(WORK TO BE COMPLETED):
Copy every one of the entries below word for word, line by line.

(INFORMATION GIVEN):

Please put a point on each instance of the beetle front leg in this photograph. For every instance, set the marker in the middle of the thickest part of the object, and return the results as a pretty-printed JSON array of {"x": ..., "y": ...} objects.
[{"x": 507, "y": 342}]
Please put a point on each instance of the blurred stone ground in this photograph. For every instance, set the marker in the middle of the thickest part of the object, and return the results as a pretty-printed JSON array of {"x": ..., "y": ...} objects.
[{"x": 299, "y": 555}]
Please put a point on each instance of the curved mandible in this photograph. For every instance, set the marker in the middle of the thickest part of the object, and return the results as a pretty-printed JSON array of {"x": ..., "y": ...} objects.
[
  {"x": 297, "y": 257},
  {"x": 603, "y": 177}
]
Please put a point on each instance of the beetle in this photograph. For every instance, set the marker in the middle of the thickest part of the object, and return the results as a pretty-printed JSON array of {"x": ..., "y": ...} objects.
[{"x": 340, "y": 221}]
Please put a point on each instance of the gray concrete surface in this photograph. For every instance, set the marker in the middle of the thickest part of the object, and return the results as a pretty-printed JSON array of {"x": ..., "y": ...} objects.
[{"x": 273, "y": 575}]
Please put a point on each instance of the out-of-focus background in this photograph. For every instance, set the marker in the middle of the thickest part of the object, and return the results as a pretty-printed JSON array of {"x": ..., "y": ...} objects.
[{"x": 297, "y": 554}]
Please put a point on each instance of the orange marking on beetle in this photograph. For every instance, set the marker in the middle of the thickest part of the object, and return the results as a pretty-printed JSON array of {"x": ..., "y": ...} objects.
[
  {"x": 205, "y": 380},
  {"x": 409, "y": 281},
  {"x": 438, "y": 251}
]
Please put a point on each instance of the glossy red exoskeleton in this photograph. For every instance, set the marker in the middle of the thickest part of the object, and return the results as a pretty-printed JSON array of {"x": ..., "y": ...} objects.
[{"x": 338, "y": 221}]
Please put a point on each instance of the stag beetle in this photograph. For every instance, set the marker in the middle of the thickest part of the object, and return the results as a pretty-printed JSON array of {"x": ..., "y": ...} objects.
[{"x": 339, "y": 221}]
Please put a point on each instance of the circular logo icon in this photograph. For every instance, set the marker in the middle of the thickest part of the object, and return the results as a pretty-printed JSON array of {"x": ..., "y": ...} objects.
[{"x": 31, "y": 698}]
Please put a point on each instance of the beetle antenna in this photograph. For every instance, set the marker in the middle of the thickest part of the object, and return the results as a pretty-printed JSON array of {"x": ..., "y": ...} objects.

(COMPLETE RESPONSE):
Please put a point on each instance of the beetle front leg in this photograph. For every instance, set the marker in the middle of the thickest part of the object, and return the results as a pretty-printed JSON array of {"x": ..., "y": ...} objects.
[{"x": 507, "y": 342}]
Please put a point on each instance of the blurred stone ground in this photograph. For every instance, set the marker in the middle of the thickest part of the object, and return the results as a pretty-printed JSON array of {"x": ..., "y": ...} objects.
[{"x": 299, "y": 555}]
Please put a point on each instance of the curved mandible in this photograph. For every instance, set the marker in the middle of the thickest part of the object, and return the results as a pretty-printed JSON array of {"x": ..., "y": ...} objects.
[
  {"x": 297, "y": 257},
  {"x": 603, "y": 177}
]
Please put a point on each instance of the beetle in this photograph. For every instance, set the marker in the middle of the thickest part of the object, and return the results as a pretty-printed JSON array of {"x": ..., "y": ...} objects.
[{"x": 340, "y": 221}]
Please put a point on each instance of the gray concrete surface in this photograph. For every instance, set the marker in the middle of the thickest part of the object, and return the results as a pretty-printed JSON array of {"x": ..., "y": ...} objects.
[{"x": 273, "y": 575}]
Please put a point on each instance of the out-of-focus background in this photograph. For every instance, set the marker in the middle of the thickest part of the object, and return the results as a pretty-printed JSON array of {"x": ..., "y": ...} objects.
[{"x": 297, "y": 554}]
Please put a point on each instance of the orange marking on beetle in this photograph. For every instance, set the marker in the middle of the thickest part of the object, and return the results as a pretty-printed JSON array of {"x": ..., "y": ...} objects.
[
  {"x": 205, "y": 380},
  {"x": 409, "y": 281},
  {"x": 438, "y": 251}
]
Please put a point on each instance of the glossy red exoskeleton in this photograph. For every instance, set the marker in the middle of the thickest part of the object, and return the results as a pretty-printed JSON array of {"x": ..., "y": ...} objects.
[{"x": 338, "y": 221}]
Please put a point on each instance of the stag beetle in this photograph. For every instance, set the marker in the middle of the thickest part of the object, and return the results as a pretty-printed JSON array of {"x": ..., "y": ...} objects.
[{"x": 339, "y": 221}]
Please put a point on each instance of the circular logo icon in this photograph. For every instance, set the marker in the middle of the thickest part of the object, and return the results as a pretty-printed JSON array of {"x": ..., "y": ...} objects.
[{"x": 31, "y": 698}]
Please put a point on each instance of the beetle antenna in this photograph. For every instance, set the marker in the middle of the thickest part of the object, and return the results as a pretty-printed JSON array of {"x": ..., "y": ...} objects.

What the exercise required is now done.